BRIEF - Determine how many lines in the items below contain the string "arched", and give only that number.

++++ DATA PROVIDED ++++

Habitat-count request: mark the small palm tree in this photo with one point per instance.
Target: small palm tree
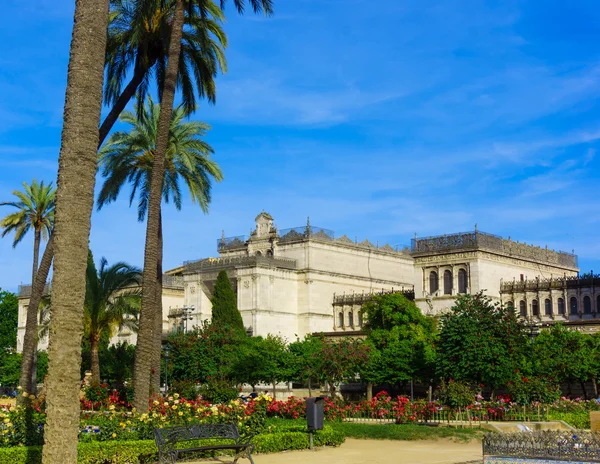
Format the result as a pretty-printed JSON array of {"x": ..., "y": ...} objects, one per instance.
[
  {"x": 128, "y": 157},
  {"x": 138, "y": 41},
  {"x": 35, "y": 211},
  {"x": 112, "y": 300}
]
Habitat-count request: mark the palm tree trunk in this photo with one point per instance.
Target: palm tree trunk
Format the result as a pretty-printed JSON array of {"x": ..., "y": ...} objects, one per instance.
[
  {"x": 74, "y": 202},
  {"x": 31, "y": 336},
  {"x": 158, "y": 317},
  {"x": 36, "y": 252},
  {"x": 94, "y": 339},
  {"x": 121, "y": 103},
  {"x": 143, "y": 361}
]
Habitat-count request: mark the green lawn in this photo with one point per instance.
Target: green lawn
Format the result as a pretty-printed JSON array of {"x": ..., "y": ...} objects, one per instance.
[{"x": 392, "y": 431}]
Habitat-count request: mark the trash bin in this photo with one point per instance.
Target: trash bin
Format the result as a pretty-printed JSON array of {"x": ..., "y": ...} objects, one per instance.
[{"x": 315, "y": 413}]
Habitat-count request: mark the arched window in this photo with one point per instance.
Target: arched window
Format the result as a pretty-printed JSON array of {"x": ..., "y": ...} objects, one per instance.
[
  {"x": 462, "y": 281},
  {"x": 447, "y": 283},
  {"x": 548, "y": 307},
  {"x": 573, "y": 305},
  {"x": 535, "y": 308},
  {"x": 561, "y": 306},
  {"x": 433, "y": 282},
  {"x": 587, "y": 305}
]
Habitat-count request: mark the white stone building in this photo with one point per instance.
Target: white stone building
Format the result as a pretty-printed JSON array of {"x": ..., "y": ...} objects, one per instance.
[
  {"x": 285, "y": 280},
  {"x": 304, "y": 280}
]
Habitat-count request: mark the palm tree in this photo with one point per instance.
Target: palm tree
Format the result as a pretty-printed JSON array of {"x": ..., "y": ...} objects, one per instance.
[
  {"x": 128, "y": 156},
  {"x": 35, "y": 211},
  {"x": 138, "y": 40},
  {"x": 144, "y": 352},
  {"x": 77, "y": 165},
  {"x": 111, "y": 302}
]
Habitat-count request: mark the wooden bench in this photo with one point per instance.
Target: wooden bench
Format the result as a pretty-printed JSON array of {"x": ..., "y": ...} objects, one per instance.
[{"x": 227, "y": 436}]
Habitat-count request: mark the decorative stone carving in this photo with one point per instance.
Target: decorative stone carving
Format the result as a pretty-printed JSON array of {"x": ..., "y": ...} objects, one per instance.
[
  {"x": 365, "y": 243},
  {"x": 344, "y": 239}
]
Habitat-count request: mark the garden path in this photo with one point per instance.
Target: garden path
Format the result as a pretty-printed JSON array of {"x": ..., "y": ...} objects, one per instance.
[{"x": 379, "y": 452}]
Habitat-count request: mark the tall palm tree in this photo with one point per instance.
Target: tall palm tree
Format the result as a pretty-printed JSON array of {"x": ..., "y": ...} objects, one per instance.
[
  {"x": 77, "y": 165},
  {"x": 144, "y": 352},
  {"x": 128, "y": 156},
  {"x": 35, "y": 211},
  {"x": 138, "y": 40},
  {"x": 111, "y": 302}
]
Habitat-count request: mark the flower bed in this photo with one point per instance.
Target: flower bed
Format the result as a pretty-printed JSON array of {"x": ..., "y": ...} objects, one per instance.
[{"x": 20, "y": 426}]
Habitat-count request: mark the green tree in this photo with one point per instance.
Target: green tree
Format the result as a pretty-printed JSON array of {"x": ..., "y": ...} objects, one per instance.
[
  {"x": 403, "y": 341},
  {"x": 307, "y": 360},
  {"x": 153, "y": 249},
  {"x": 138, "y": 41},
  {"x": 35, "y": 211},
  {"x": 111, "y": 303},
  {"x": 77, "y": 165},
  {"x": 264, "y": 360},
  {"x": 224, "y": 304},
  {"x": 480, "y": 342},
  {"x": 342, "y": 360},
  {"x": 9, "y": 315},
  {"x": 207, "y": 353},
  {"x": 128, "y": 156},
  {"x": 564, "y": 355}
]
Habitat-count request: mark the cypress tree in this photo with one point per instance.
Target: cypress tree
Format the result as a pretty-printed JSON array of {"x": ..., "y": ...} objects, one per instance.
[{"x": 224, "y": 302}]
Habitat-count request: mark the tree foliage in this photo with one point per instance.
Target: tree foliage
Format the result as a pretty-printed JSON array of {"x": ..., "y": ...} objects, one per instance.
[
  {"x": 480, "y": 342},
  {"x": 402, "y": 341},
  {"x": 9, "y": 314},
  {"x": 224, "y": 304}
]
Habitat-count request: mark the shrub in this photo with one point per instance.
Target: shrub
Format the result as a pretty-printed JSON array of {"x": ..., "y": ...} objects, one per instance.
[
  {"x": 218, "y": 391},
  {"x": 117, "y": 452},
  {"x": 456, "y": 394},
  {"x": 527, "y": 390},
  {"x": 145, "y": 451},
  {"x": 185, "y": 388},
  {"x": 579, "y": 420}
]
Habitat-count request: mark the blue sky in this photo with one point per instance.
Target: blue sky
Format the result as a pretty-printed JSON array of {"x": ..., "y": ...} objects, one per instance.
[{"x": 376, "y": 119}]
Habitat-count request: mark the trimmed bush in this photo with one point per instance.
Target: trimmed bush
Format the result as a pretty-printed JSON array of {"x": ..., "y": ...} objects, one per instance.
[
  {"x": 117, "y": 452},
  {"x": 145, "y": 451},
  {"x": 579, "y": 420},
  {"x": 283, "y": 441}
]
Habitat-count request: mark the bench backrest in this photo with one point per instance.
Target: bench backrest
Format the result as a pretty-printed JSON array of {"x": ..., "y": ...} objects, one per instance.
[{"x": 177, "y": 434}]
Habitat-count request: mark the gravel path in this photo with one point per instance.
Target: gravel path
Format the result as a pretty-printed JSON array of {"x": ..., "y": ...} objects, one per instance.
[{"x": 379, "y": 452}]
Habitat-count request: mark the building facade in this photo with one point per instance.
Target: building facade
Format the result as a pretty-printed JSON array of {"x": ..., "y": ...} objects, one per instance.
[
  {"x": 473, "y": 262},
  {"x": 285, "y": 280},
  {"x": 172, "y": 300},
  {"x": 305, "y": 280},
  {"x": 572, "y": 300}
]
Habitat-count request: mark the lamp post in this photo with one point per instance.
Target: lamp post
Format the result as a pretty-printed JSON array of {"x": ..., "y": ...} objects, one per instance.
[
  {"x": 167, "y": 349},
  {"x": 187, "y": 314}
]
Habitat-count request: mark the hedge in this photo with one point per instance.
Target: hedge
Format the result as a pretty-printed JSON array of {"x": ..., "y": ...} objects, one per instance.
[{"x": 145, "y": 451}]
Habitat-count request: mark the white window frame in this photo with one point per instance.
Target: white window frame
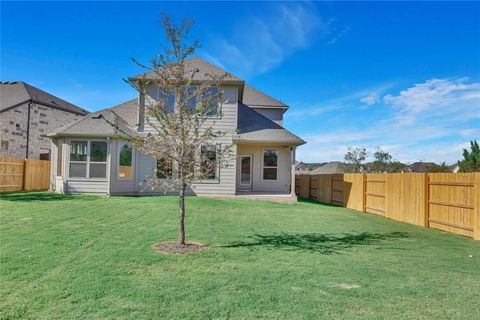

++++

EXERCISE ANSWER - 2